Render all of the records below as a numbered list, omitting any blank lines.

* * *

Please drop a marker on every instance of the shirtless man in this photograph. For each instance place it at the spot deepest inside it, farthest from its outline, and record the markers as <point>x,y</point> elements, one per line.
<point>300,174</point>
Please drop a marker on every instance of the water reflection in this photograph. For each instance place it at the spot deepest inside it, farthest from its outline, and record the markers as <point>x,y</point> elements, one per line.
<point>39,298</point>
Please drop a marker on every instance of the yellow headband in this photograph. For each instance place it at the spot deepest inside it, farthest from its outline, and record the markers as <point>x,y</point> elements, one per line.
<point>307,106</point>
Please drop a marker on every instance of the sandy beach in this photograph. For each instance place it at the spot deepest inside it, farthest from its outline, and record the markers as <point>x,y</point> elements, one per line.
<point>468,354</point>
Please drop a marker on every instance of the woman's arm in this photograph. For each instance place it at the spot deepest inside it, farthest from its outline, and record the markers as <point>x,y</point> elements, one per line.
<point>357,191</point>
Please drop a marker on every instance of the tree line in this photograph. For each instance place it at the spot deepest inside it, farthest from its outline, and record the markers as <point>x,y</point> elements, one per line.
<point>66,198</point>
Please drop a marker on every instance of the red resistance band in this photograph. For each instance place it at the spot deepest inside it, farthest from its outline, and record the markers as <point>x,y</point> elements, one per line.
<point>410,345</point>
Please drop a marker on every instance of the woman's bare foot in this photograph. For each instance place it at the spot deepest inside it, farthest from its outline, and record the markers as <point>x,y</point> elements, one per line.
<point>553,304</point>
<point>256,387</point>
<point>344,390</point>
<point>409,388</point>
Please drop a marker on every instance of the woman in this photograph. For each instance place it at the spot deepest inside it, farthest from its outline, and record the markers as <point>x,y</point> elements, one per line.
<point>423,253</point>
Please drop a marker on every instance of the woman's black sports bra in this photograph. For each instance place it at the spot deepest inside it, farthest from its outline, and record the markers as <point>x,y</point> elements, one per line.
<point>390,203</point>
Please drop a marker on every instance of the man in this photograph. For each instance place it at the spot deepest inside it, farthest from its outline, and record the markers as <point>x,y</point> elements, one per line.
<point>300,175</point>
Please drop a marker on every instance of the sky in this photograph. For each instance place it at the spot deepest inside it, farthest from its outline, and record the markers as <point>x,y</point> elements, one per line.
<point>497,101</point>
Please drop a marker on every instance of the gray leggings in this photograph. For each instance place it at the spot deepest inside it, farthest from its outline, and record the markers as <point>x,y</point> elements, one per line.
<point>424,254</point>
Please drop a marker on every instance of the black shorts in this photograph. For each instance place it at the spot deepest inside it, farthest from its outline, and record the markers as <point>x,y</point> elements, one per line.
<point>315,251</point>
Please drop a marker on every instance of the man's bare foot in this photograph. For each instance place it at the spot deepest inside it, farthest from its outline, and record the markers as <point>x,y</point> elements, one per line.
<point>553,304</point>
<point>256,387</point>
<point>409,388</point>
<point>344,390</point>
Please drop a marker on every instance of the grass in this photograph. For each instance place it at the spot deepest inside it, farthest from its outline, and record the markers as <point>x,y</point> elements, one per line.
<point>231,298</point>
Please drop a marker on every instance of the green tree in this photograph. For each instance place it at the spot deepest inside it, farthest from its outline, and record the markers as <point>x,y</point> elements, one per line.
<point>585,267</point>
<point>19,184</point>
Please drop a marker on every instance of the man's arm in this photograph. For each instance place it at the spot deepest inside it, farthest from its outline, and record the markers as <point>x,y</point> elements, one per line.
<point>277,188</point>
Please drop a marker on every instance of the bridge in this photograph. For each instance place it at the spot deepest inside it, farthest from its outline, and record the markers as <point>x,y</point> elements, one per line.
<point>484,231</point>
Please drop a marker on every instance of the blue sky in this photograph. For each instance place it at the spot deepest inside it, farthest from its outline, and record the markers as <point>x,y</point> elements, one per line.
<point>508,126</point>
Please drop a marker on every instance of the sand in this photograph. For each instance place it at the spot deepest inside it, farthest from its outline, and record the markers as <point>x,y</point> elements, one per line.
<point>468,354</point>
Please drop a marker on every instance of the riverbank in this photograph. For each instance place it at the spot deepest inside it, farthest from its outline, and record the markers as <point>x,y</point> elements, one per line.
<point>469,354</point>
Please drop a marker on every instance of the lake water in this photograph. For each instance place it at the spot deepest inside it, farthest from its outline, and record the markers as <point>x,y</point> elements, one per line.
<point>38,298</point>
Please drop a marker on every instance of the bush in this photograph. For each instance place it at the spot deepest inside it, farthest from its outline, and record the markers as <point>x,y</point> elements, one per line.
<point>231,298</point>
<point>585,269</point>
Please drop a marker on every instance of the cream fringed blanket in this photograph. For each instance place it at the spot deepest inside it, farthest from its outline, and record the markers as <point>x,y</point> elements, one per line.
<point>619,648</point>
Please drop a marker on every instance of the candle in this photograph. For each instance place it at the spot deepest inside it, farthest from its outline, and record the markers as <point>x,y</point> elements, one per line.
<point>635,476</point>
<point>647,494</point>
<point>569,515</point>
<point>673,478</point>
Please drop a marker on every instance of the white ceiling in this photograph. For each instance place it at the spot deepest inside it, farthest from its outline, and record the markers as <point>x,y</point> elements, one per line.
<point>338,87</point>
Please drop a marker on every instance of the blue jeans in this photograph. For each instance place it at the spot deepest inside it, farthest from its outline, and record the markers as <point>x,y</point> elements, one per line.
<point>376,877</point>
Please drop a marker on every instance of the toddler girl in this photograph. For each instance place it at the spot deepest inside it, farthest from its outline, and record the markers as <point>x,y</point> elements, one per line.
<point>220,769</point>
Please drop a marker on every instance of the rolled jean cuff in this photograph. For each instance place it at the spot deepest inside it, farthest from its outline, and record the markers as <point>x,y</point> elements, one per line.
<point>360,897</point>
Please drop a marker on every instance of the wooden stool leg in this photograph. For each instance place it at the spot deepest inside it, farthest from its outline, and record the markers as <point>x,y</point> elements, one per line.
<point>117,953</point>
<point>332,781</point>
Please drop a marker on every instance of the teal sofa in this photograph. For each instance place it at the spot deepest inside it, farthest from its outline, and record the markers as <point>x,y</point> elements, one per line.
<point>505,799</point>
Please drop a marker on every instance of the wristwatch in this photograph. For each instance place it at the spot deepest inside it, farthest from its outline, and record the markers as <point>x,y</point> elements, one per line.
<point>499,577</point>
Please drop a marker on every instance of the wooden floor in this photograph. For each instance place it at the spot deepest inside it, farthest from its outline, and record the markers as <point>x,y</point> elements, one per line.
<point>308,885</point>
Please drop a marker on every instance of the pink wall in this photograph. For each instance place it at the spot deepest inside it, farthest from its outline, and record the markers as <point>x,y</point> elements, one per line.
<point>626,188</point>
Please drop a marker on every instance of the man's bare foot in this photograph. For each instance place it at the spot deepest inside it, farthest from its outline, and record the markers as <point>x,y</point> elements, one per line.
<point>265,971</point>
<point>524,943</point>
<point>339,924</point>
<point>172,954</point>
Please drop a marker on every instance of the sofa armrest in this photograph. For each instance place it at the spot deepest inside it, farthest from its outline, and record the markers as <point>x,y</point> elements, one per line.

* * *

## Exercise response:
1. Please drop a marker on every instance of the shirtless man in this photograph. For each instance place it at the spot deepest inside it, farthest from its outline, and record the markers as <point>x,y</point> elements, one per line.
2. <point>300,174</point>
3. Please drop a marker on every instance of the water reflection in this photograph. For each instance place it at the spot deepest inside it, farthest from its outline, and record the markers as <point>x,y</point> elements, one per line.
4. <point>39,298</point>
5. Please drop a marker on every instance of the yellow headband in this photograph. For each instance place it at the spot deepest inside it, farthest from its outline, and record the markers as <point>x,y</point> elements, one per line.
6. <point>307,106</point>
7. Please drop a marker on every instance of the sandy beach in this photograph. For each instance place it at the spot deepest inside it, farthest from its outline, and record the markers as <point>x,y</point> elements, one per line.
8. <point>468,354</point>
9. Please drop a marker on every instance of the woman's arm in this photograph. For each instance place it at the spot deepest inside it, farthest from its outline, and record the markers as <point>x,y</point> elements, one per line.
10. <point>357,191</point>
11. Please drop a marker on every instance of the tree line in this photograph. For each instance place it at the spot deepest inside it, farthest from its outline, and record the markers as <point>x,y</point> elements, one per line.
12. <point>66,198</point>
13. Please drop a marker on every instance of the red resistance band in this photograph. For each instance place it at the spot deepest inside it, farthest from its outline, and record the markers as <point>x,y</point> elements, one per line.
14. <point>410,345</point>
15. Please drop a marker on every instance of the woman's bare foot in this photograph. For each instance place it at the spot deepest inside it, farthest from its outline, and record the markers as <point>x,y</point> elements, one per line.
16. <point>553,304</point>
17. <point>256,387</point>
18. <point>344,390</point>
19. <point>409,388</point>
20. Please drop a marker on every instance of the woman in this photograph. For each instance place it at the spot deepest inside it, farthest from its outline, and record the markers as <point>x,y</point> elements, one per line.
21. <point>423,253</point>
22. Please drop a marker on every instance of the woman's black sports bra in this photograph. For each instance place it at the spot deepest inside it, farthest from its outline, and record the markers as <point>x,y</point> elements, one per line.
23. <point>390,203</point>
24. Please drop a marker on every instance of the man in this photograph. For each instance place it at the spot deepest inside it, farthest from its outline, and record the markers as <point>x,y</point> elements, one per line.
25. <point>300,175</point>
26. Please drop a marker on every instance of the sky in this photograph. For each instance place it at the spot deepest inside it, farthest from its outline, and record the markers as <point>x,y</point> elements, one per line.
27. <point>497,101</point>
28. Please drop a marker on every instance of the gray leggings in this photograph. For each instance place it at the spot deepest inside it, farthest from its outline, and record the markers as <point>x,y</point> elements, one per line.
29. <point>424,254</point>
30. Please drop a marker on every instance of the black shorts in this photograph. For each instance place it at the spot deepest inside it, farthest from its outline, and record the markers as <point>x,y</point> elements, one per line.
31. <point>315,251</point>
32. Please drop a marker on every instance of the man's bare foot in this photograph. For each instance place it at the spot deepest inside it, farthest from its outline, and record the markers as <point>x,y</point> elements, one per line.
33. <point>553,304</point>
34. <point>256,387</point>
35. <point>409,388</point>
36. <point>344,390</point>
37. Please drop a marker on every instance of the grass in this photograph. For each instance place it at the spot deepest inside it, farthest from its outline, and record the markers as <point>x,y</point> elements, one per line.
38. <point>231,298</point>
39. Please drop a marker on every instance of the green tree in this photograph. For each instance place it at the spot deepest inside it, farthest from its outline, and record the markers as <point>x,y</point> elements, one per line.
40. <point>585,267</point>
41. <point>19,184</point>
42. Please drop a marker on every instance of the man's arm in this photograph. For each instance place it at the spot deepest inside it, farthest from its outline, and record the markers as <point>x,y</point> elements, one per line.
43. <point>277,188</point>
44. Please drop a marker on every instance of the bridge in this photograph. For each instance place it at the spot deepest inside it, farthest from its outline, and record the markers as <point>x,y</point> elements, one per line.
45. <point>484,231</point>
46. Please drop a marker on every instance of the blue sky in this photograph. For each instance place it at the spot deepest inside it, farthest from its outline, and record the markers as <point>x,y</point> elements, one per line.
47. <point>508,126</point>
48. Please drop a marker on every instance of the sand in this photograph. For each instance place it at the spot deepest inside it, farthest from its outline, and record the markers as <point>x,y</point> elements, one per line.
49. <point>468,354</point>
50. Please drop a marker on every instance of the riverbank in this photograph. For each instance place it at the spot deepest inside it, farthest from its outline, and record the markers as <point>x,y</point> elements, one per line.
51. <point>469,354</point>
52. Please drop a marker on every instance of the lake water in this photograph. For each instance place it at the spot deepest inside it, farthest from its outline, and record the markers as <point>x,y</point> elements, one per line.
53. <point>38,298</point>
54. Please drop a marker on every instance of the bush in this photograph. For each instance place it at the spot deepest inside it, farthest from its outline, and record the markers as <point>x,y</point> elements, one per line.
55. <point>231,298</point>
56. <point>585,269</point>
57. Please drop a marker on every instance of the cream fringed blanket in this photograph. For each instance place it at the spot deepest inside it, farthest from its outline, and record the markers as <point>x,y</point> elements, one per line.
58. <point>619,648</point>
59. Please drop a marker on every instance of the candle in this photograph. For each instance place it at the spot deepest inside it, farthest from its outline, and record the markers as <point>x,y</point> elements, one per line.
60. <point>635,476</point>
61. <point>647,494</point>
62. <point>569,515</point>
63. <point>673,478</point>
64. Please drop a marker on every instance of the white ceiling in this photograph. For each instance place it at the spot deepest inside it, farthest from its outline, and record the markers as <point>x,y</point> elements, one per line.
65. <point>338,87</point>
66. Please drop a marker on every instance of the blue jeans in this photograph. For each instance place it at the spot deepest inside it, farthest from its outline, and record the markers as <point>x,y</point> elements, one per line.
67. <point>376,877</point>
68. Please drop a marker on every instance of the toddler girl in this photograph. For each instance place it at the spot deepest inside it, farthest from its outline, and record the markers as <point>x,y</point> elements, one per line.
69. <point>220,769</point>
70. Please drop a marker on every instance of the rolled jean cuff in this photograph. For each instance place it at the spot deepest inside it, farthest from its outline, and record the markers as <point>x,y</point> elements, one per line.
71. <point>360,897</point>
72. Please drop a marker on every instance of the wooden stool leg in this photograph. For each instance place it at the spot deepest inside it, farthest from its outline, and record the markers as <point>x,y</point> elements, one per line.
73. <point>117,953</point>
74. <point>332,781</point>
75. Please drop a marker on every instance of the teal sofa in this photograph. For each instance place it at the spot deepest inside it, farthest from its outline, and record the markers as <point>x,y</point> elements, one per line.
76. <point>505,799</point>
77. Please drop a marker on every instance of the wristwatch in this photograph. For each instance place it at the spot deepest inside it, farthest from its outline, and record the markers as <point>x,y</point> elements, one per line.
78. <point>499,577</point>
79. Please drop a marker on every instance of the wooden floor in this photograph. For each instance place it at the spot deepest inside it, farthest from its outline, and record the markers as <point>x,y</point> elements, one per line.
80. <point>308,885</point>
81. Please drop a marker on every instance of the pink wall in this photograph. For each instance place it at the spot deepest inside it, farthest from its outline, and record the markers as <point>x,y</point> elements, one per line.
82. <point>626,188</point>
83. Please drop a marker on every instance of the man's bare foot in this photograph. For each instance place it at the spot deepest inside it, farthest from its outline, and record the markers as <point>x,y</point> elements, one per line.
84. <point>265,971</point>
85. <point>524,943</point>
86. <point>339,924</point>
87. <point>172,954</point>
88. Please drop a marker on every instance of the sofa armrest in this photograph. For each instance place it at the spot deepest inside it, farthest from its outline, and record the markers as <point>x,y</point> elements, one per line.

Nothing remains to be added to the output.